◆ DESCRIPTION OF THE TASK ◆
Below this line is the material. Write out only its lines from the one containing "indicate the mountain" through the one containing "indicate the vertical", both kept, exactly.

◆ SUPPLIED INFORMATION ◆
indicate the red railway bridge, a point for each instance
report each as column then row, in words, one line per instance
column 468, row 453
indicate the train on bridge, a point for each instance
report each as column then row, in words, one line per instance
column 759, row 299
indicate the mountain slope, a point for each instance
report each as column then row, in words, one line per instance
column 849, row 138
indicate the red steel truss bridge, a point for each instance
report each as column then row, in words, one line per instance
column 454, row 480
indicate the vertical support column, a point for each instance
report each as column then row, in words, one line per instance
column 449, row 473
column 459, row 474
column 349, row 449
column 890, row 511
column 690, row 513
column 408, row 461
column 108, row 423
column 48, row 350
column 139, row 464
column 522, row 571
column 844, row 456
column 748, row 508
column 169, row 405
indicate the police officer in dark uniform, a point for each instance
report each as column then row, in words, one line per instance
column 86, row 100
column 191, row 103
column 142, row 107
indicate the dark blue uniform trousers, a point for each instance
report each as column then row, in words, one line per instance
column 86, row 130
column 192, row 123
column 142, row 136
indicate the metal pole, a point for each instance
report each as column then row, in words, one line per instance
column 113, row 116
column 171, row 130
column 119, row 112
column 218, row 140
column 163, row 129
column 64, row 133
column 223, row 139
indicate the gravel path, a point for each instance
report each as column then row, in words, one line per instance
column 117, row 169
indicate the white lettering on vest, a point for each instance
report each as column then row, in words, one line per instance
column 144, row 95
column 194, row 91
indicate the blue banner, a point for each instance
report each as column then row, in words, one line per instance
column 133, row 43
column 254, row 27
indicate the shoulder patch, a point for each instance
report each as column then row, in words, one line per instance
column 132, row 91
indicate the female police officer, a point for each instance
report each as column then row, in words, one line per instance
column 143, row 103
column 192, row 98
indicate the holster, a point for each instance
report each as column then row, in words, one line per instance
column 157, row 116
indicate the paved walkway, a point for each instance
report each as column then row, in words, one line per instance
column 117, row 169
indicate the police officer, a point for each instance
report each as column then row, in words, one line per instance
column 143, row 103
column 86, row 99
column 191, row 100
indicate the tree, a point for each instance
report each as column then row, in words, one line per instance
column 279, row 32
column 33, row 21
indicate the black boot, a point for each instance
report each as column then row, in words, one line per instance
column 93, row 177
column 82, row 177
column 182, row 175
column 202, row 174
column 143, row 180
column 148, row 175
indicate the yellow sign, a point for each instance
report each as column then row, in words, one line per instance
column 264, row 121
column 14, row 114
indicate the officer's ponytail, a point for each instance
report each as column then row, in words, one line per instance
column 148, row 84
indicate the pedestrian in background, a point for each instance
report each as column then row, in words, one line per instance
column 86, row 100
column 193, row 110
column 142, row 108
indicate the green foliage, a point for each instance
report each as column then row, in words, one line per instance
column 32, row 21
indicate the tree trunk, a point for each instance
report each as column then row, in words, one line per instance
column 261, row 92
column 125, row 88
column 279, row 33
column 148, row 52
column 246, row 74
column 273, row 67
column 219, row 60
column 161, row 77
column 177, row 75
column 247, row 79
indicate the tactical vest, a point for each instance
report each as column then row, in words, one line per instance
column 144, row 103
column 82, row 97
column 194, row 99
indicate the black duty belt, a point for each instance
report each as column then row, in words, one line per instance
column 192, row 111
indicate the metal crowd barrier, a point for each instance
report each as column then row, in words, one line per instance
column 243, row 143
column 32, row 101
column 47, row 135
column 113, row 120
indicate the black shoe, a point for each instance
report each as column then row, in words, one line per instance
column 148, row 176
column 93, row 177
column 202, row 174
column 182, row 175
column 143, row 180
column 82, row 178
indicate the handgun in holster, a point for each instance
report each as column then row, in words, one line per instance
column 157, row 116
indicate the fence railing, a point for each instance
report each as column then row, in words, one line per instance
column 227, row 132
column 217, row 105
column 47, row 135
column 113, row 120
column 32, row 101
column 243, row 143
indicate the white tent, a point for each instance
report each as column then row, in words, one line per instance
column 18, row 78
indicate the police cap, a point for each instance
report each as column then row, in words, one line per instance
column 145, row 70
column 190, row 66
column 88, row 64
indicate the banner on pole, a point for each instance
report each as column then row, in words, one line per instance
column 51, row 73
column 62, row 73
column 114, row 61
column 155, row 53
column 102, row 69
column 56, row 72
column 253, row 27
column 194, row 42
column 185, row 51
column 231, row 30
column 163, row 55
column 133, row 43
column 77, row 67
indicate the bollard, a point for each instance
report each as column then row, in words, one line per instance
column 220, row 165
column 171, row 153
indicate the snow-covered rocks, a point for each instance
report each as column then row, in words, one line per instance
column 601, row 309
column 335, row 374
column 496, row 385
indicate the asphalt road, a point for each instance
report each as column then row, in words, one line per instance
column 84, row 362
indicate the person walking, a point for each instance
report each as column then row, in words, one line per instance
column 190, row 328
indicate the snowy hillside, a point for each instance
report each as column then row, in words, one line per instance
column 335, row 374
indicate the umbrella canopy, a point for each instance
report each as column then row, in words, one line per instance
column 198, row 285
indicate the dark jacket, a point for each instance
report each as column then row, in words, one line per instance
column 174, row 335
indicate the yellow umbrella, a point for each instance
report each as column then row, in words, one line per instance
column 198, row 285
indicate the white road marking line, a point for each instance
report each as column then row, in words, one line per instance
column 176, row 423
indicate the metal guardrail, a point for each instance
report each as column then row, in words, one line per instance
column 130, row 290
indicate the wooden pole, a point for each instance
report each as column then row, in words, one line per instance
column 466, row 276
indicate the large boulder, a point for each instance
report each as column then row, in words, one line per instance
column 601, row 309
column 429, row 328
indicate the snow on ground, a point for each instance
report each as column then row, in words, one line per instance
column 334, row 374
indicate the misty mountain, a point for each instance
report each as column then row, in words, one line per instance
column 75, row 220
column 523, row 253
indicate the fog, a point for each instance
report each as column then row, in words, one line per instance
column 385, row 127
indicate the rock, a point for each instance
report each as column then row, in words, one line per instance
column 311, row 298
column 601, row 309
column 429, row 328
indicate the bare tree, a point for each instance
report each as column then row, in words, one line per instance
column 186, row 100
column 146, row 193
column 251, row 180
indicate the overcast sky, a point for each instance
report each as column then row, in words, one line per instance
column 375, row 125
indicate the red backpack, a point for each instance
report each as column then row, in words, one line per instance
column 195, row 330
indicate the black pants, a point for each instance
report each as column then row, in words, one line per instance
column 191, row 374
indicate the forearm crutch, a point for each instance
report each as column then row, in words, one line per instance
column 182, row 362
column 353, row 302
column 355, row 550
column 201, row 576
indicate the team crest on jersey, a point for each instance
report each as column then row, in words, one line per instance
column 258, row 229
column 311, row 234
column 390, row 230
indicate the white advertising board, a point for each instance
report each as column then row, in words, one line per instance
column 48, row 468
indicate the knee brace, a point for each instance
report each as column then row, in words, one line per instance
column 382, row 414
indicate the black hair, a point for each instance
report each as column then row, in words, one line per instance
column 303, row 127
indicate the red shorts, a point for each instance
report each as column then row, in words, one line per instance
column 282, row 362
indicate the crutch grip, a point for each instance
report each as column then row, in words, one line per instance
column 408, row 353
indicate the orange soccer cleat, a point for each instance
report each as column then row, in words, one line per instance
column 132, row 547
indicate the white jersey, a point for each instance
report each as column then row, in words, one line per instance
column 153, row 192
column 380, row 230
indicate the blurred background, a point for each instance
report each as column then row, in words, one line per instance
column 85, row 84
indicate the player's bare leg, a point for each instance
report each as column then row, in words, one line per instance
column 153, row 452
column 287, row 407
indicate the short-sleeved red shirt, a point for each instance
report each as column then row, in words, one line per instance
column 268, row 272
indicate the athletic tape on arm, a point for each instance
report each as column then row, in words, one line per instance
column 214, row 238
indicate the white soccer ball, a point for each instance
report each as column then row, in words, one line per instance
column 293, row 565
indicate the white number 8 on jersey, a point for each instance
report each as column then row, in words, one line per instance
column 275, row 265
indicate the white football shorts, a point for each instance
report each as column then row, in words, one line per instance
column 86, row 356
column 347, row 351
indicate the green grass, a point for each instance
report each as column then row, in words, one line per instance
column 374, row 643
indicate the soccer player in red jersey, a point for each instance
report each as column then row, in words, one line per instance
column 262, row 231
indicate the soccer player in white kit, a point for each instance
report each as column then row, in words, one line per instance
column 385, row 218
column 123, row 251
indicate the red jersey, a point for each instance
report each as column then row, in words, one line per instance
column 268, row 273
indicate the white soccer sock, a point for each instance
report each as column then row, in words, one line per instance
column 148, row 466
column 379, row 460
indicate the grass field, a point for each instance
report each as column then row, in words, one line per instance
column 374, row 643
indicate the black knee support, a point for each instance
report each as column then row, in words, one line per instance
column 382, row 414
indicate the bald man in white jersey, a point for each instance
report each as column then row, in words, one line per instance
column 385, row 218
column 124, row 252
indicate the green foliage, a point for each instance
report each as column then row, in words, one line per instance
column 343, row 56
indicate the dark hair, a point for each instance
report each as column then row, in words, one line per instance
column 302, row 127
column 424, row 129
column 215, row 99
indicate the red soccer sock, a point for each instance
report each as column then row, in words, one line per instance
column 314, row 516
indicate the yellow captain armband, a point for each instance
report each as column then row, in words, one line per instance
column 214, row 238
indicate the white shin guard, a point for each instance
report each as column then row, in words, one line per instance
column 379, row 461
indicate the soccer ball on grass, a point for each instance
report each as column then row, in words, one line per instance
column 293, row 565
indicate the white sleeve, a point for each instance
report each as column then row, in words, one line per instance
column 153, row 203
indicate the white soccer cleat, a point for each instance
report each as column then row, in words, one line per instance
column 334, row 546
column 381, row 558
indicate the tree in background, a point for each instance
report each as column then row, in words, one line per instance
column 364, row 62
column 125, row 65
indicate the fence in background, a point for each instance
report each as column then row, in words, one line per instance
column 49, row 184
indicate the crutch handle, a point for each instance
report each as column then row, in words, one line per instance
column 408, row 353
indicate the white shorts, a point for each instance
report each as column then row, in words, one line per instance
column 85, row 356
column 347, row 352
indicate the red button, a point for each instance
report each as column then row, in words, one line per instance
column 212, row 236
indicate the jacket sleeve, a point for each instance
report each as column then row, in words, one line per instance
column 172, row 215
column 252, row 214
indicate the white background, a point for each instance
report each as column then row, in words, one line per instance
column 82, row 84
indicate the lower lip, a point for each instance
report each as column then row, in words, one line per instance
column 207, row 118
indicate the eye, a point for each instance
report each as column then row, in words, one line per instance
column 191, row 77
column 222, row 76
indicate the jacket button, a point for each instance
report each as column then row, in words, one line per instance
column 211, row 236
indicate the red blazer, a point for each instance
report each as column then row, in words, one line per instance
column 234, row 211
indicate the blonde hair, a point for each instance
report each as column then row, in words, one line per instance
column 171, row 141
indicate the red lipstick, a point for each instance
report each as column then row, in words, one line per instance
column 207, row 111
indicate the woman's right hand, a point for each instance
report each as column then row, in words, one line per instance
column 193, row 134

◆ COMPLETED TASK ◆
indicate the mountain slope, a point for each instance
report each as column then row, in words, one line per instance
column 849, row 138
indicate the red steel truss bridge, a point for each instance
report each as column then row, in words, one line per instance
column 454, row 480
indicate the vertical support column, a point for each instance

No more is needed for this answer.